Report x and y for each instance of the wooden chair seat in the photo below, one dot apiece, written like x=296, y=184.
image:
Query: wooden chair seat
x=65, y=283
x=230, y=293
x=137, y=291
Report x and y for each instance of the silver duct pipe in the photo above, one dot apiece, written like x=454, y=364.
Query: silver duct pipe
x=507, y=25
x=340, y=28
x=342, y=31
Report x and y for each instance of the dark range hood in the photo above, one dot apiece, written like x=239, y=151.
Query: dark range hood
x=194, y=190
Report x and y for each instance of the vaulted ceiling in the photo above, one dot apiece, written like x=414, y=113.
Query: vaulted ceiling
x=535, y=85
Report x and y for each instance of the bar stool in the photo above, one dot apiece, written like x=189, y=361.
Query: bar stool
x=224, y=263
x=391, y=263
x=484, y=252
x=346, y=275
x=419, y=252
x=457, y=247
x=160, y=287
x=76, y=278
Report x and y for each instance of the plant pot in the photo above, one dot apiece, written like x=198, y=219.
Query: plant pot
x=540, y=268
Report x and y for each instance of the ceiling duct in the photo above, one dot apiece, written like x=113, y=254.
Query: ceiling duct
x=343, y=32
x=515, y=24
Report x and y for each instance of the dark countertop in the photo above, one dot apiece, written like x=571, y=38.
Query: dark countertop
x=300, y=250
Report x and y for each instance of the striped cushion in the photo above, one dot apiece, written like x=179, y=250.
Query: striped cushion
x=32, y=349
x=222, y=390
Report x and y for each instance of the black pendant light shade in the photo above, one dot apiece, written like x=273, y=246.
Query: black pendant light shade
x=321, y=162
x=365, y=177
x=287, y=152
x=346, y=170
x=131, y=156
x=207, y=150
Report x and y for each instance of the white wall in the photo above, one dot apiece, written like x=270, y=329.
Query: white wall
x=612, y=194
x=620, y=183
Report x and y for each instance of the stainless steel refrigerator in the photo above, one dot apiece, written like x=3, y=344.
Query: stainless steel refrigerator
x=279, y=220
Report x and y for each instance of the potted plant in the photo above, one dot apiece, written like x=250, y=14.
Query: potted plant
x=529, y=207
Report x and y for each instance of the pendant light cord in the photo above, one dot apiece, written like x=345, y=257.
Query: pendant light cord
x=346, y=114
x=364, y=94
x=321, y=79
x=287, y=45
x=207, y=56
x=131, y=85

### Required task:
Copy out the data above word for word, from the line that contains "Report x and y for each instance of the bar" through the line that contains "x=76, y=278", including both of those lines.

### Written answer:
Report x and y for each instance of the bar stool in the photo above, one dot apiece, written like x=189, y=361.
Query: bar stool
x=224, y=263
x=391, y=263
x=484, y=252
x=346, y=275
x=419, y=252
x=457, y=247
x=160, y=287
x=76, y=278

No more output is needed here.